## Given text

-=-=-=-=-

Perhaps the most revealing shift is among high-income Americans. Only 28 percent of those making more than $100,000 a year support active promotion of free trade, down from 57 percent in 1999, according to a breakdown of the survey data sought by USA Today.

Most economists support freer trade, international investment, and a freer labor market - all enablers of offshore outsourcing. Though it may cause short-term job loss and other disruptions, the long-term effect is to raise living standards, they say.

But a few economists charge that economists' old trade theory no longer applies.

Mr. Roberts cites the classic theory of David Ricardo, a 19th-century British economist, that exports of a specific good would be won by nations with a "comparative advantage" in producing that good. A producer had better technology, cheap raw materials, low wages, more education, or some other advantage. All nations engaged in such trade would eventually benefit in higher living standards. But that thesis, says Mr. Roberts, hung on the idea that the "factors of production" - plants, equipment, etc. - are relatively hard to move. Increasingly, that is no longer the case.

After the cold war ...

The demise of communism and socialism has invalidated this old trade theory, Roberts says. Cheap labor in Eastern Europe, not to mention burgeoning China, has suddenly and eagerly joined the global work force. India, a long-socialist economy, has an added advantage: Millions of people with English skills.

-=-=-=-=-

## Task brief
Do the following statements agree with the passage on free trade? For each, answer yes or no and quote the words of the passage that decide it.
1. Among Americans earning more than $100,000 a year, support for active promotion of free trade dropped from 57 percent in 1999 to 28 percent.
2. Most economists oppose freer trade, international investment, and a freer labor market.
3. According to Mr. Roberts, Ricardo's theory depended on the factors of production being easy to move.
The entries after this are separate material, unrelated to the passage on free trade.

-=-=-=-=-

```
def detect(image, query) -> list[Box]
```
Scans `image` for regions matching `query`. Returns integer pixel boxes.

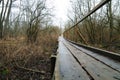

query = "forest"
[0,0,120,80]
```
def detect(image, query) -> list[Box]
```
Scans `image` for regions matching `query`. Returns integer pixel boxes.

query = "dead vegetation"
[0,26,58,80]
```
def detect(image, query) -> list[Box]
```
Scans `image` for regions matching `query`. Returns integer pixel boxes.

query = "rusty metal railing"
[63,0,111,44]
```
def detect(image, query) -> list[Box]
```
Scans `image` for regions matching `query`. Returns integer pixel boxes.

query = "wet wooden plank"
[63,37,120,80]
[58,37,90,80]
[67,43,120,72]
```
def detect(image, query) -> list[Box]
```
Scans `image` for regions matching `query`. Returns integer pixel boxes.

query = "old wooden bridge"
[53,0,120,80]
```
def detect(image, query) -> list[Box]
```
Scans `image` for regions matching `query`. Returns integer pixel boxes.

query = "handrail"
[64,0,111,33]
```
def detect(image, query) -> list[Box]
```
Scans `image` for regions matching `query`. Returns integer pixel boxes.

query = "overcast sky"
[47,0,71,27]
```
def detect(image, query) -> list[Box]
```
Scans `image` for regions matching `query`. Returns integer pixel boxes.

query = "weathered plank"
[68,42,120,72]
[63,40,120,80]
[58,39,90,80]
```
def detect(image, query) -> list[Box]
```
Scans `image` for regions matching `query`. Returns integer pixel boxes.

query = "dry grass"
[0,31,58,80]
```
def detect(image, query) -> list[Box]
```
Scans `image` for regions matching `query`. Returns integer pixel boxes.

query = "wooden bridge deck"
[55,37,120,80]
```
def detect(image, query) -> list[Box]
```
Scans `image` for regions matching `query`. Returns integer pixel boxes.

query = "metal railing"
[63,0,111,44]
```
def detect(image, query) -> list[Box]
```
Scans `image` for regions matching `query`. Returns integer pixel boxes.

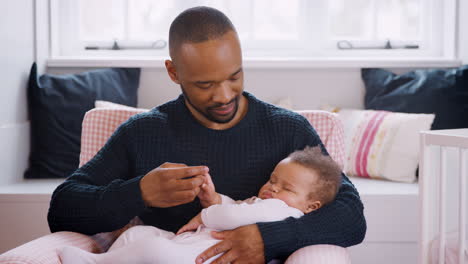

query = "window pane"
[329,0,422,40]
[376,0,421,40]
[252,0,300,40]
[78,0,126,41]
[128,0,179,41]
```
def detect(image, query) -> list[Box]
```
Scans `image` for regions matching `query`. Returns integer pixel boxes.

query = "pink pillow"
[339,110,434,182]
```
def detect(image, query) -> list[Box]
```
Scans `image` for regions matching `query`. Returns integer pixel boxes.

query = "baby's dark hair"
[288,146,342,205]
[169,6,236,59]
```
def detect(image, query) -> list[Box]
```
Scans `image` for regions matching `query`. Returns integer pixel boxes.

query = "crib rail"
[419,129,468,264]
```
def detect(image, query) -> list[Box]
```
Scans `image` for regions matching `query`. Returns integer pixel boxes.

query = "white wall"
[48,68,364,109]
[0,0,34,185]
[458,0,468,64]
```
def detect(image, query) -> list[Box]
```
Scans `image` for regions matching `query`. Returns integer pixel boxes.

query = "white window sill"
[47,57,462,69]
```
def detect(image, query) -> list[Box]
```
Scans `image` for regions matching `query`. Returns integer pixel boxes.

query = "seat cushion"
[361,65,468,129]
[25,64,140,178]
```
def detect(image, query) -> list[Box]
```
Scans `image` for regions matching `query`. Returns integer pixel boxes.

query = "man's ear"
[305,201,322,214]
[164,60,180,84]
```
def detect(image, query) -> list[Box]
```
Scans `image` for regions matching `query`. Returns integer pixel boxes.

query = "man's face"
[166,31,244,126]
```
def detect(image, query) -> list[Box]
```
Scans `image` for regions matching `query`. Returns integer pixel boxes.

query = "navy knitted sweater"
[48,92,366,261]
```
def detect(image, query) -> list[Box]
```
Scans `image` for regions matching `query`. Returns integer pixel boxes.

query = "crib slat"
[419,134,432,264]
[458,148,468,264]
[439,147,447,264]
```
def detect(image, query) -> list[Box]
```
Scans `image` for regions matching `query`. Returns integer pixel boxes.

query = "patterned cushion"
[80,103,344,168]
[339,110,434,182]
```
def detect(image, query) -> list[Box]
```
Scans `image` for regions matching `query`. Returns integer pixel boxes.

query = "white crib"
[419,129,468,264]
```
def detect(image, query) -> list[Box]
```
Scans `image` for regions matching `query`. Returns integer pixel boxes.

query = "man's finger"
[161,166,208,179]
[159,162,187,168]
[211,249,239,264]
[195,241,232,264]
[171,188,200,203]
[174,175,203,190]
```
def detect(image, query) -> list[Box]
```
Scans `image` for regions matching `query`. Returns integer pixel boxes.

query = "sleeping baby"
[59,147,341,264]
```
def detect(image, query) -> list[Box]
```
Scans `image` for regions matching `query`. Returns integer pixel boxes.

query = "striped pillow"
[338,110,434,182]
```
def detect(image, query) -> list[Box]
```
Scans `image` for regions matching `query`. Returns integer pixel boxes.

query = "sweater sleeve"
[201,199,303,230]
[47,121,145,235]
[257,116,366,262]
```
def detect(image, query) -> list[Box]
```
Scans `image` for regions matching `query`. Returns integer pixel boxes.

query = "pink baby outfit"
[59,195,304,264]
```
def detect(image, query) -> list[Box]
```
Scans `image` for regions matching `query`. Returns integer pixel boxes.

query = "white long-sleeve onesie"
[59,195,304,264]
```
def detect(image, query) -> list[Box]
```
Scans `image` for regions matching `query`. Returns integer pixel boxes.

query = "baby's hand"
[176,213,203,235]
[198,173,221,208]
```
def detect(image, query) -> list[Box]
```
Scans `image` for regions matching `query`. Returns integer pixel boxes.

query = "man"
[48,7,366,263]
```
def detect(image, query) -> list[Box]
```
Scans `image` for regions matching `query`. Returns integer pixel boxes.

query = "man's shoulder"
[123,99,180,129]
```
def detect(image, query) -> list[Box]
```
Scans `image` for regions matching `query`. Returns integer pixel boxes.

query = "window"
[51,0,456,63]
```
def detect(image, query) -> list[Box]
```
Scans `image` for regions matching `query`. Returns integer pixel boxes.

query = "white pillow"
[338,109,435,182]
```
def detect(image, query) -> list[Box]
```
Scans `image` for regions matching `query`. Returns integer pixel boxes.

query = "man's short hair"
[289,146,342,204]
[169,6,236,59]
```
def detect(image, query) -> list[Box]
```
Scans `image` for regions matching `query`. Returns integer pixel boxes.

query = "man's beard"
[180,85,240,124]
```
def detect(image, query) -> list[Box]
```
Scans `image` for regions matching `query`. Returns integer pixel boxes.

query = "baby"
[59,147,341,264]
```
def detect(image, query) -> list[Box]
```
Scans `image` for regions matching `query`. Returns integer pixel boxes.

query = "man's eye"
[197,83,212,89]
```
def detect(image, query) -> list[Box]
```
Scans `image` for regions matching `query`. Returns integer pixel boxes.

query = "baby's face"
[258,158,317,213]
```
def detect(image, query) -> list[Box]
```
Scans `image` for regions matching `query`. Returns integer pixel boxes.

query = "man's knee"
[285,245,351,264]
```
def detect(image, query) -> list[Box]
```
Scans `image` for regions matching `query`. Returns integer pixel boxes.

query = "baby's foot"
[58,246,96,264]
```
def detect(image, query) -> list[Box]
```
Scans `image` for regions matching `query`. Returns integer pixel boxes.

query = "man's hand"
[196,224,265,264]
[176,213,203,235]
[140,162,208,208]
[198,173,221,208]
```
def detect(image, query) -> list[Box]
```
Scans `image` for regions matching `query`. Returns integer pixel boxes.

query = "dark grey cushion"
[361,65,468,129]
[24,63,140,178]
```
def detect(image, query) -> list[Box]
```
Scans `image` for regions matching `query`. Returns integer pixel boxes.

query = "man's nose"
[213,81,234,104]
[270,184,278,193]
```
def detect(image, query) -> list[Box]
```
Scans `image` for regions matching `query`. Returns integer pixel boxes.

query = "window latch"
[85,39,167,50]
[336,40,419,50]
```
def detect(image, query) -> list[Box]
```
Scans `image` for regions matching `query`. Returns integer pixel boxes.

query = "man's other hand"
[196,224,265,264]
[140,162,208,208]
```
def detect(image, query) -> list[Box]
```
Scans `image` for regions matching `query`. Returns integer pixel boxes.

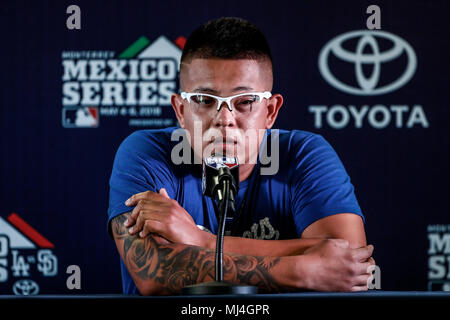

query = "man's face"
[172,59,282,168]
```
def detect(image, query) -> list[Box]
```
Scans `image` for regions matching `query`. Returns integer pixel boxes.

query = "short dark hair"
[181,17,272,63]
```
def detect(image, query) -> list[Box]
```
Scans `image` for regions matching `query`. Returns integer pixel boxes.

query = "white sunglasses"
[181,91,272,113]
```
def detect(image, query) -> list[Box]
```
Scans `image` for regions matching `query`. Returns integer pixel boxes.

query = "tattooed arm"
[112,213,305,295]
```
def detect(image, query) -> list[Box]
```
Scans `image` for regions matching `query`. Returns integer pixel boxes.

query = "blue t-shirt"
[108,127,364,294]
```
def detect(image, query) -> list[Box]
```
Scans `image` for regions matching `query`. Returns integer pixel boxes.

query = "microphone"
[202,157,239,282]
[181,156,258,295]
[202,157,239,212]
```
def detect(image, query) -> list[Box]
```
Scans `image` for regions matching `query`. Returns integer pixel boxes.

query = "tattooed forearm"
[112,214,282,293]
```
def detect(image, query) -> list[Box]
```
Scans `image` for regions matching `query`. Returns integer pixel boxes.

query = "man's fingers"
[139,220,164,238]
[159,188,170,199]
[351,285,367,292]
[352,245,373,262]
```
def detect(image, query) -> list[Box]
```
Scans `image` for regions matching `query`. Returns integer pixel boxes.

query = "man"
[108,18,374,295]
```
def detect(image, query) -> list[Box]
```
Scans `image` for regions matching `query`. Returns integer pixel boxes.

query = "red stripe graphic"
[7,213,55,249]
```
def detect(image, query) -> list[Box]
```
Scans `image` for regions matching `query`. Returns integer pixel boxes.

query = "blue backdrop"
[0,0,450,294]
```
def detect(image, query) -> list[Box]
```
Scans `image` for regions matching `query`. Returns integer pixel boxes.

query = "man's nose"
[214,102,235,127]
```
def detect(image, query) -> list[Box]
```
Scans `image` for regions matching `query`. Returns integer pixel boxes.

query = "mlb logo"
[62,107,99,128]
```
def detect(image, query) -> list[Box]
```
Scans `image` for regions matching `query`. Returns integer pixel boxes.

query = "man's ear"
[266,94,283,129]
[170,93,184,128]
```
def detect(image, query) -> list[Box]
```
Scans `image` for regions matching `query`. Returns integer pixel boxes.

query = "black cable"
[215,179,230,282]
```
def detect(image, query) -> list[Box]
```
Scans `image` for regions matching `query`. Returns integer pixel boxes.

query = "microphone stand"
[181,175,258,295]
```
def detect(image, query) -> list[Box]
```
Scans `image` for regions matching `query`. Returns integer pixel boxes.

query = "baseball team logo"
[62,36,186,128]
[0,213,58,295]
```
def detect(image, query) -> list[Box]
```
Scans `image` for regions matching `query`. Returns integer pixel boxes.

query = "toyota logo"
[319,30,417,96]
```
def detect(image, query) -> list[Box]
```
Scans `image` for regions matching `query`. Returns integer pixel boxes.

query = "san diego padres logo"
[319,30,417,95]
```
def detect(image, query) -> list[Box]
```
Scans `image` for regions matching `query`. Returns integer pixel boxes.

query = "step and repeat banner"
[0,0,450,295]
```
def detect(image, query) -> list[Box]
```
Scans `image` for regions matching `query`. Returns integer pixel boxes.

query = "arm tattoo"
[112,213,282,293]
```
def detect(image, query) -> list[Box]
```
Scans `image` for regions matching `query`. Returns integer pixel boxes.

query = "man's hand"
[303,239,375,291]
[124,188,212,246]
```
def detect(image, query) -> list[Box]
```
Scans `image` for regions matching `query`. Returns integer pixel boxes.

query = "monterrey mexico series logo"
[0,213,58,295]
[62,36,186,128]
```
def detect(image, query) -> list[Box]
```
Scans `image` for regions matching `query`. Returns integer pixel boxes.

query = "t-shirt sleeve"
[108,131,174,235]
[291,134,364,235]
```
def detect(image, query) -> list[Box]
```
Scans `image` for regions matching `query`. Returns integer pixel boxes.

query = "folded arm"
[112,213,303,295]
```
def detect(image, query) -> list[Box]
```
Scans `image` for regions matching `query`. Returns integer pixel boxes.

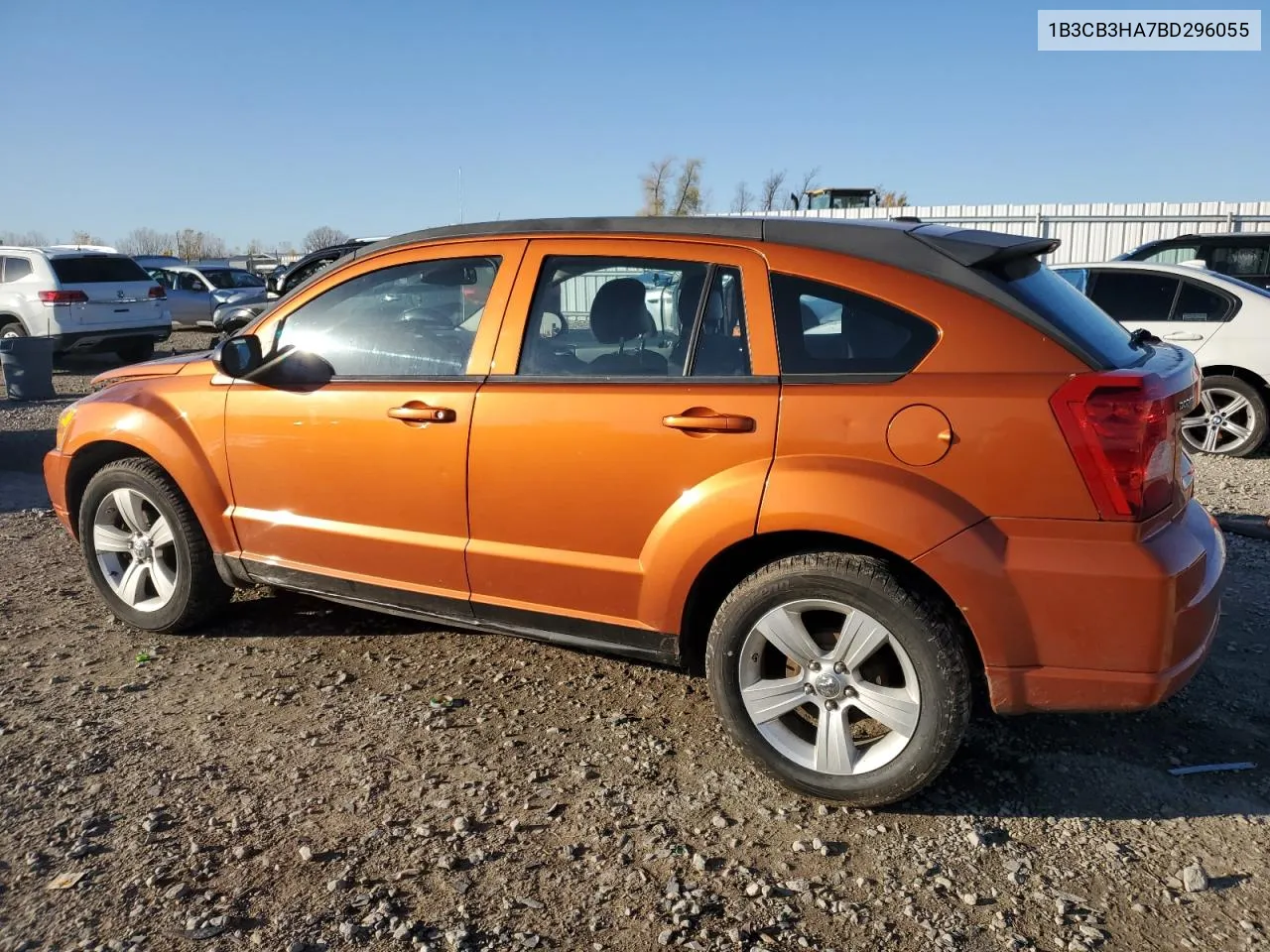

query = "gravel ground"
[0,334,1270,952]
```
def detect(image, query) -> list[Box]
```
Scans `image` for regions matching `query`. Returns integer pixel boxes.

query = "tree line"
[640,156,908,216]
[0,225,348,262]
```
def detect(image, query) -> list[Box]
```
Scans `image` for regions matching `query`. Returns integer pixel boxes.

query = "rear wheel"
[114,340,155,363]
[1181,376,1267,457]
[78,458,232,631]
[706,552,970,807]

-=-=-=-=-

## Your response
1. Yes: "Only 28 percent of those making more than $100,000 a year support active promotion of free trade, down from 57 percent in 1999"
2. No: "Most economists support freer trade, international investment, and a freer labor market"
3. No: "plants, equipment, etc. - are relatively hard to move"